» Given instruction:
Can you copy the items below word for word, leaving out the pictures?
### Given entries ###
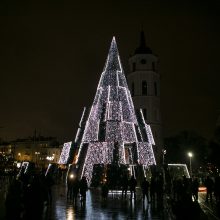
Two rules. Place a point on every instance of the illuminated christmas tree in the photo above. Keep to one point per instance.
(111, 131)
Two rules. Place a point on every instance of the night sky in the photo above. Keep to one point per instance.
(52, 55)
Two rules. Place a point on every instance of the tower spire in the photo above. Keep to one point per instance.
(113, 59)
(143, 49)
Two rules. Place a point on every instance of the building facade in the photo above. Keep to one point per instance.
(40, 150)
(144, 83)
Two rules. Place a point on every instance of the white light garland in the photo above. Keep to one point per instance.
(112, 120)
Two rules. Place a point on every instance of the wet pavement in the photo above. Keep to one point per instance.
(95, 208)
(209, 208)
(114, 208)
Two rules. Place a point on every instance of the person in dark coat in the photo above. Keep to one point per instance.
###
» Final result:
Two rules. Place a point on every instance of the illuminated christmas tree in the photo above. Keep to one point per instance.
(111, 131)
Two rules. Place a point on every instance of the night sky in the photo above. Keep to one point per instance.
(52, 55)
Two rules. Place a point on every instance of the tower spire in the photo above. Keep to one point per instance.
(113, 59)
(143, 49)
Two rules. Place a point on every instance of the building facade in the photo above. Keep to one point per instance.
(40, 150)
(144, 83)
Two rules. Place a point on every instance of the white light garland in the photo above. Keep to one point per instance.
(112, 120)
Two rules. Place a point on every instance of the wet pavement in the photo above. Keep to one point per instance.
(95, 208)
(209, 208)
(114, 208)
Two rules. Place a point on every instance of the person in dark coat in the photo above. Keep to one point per instance.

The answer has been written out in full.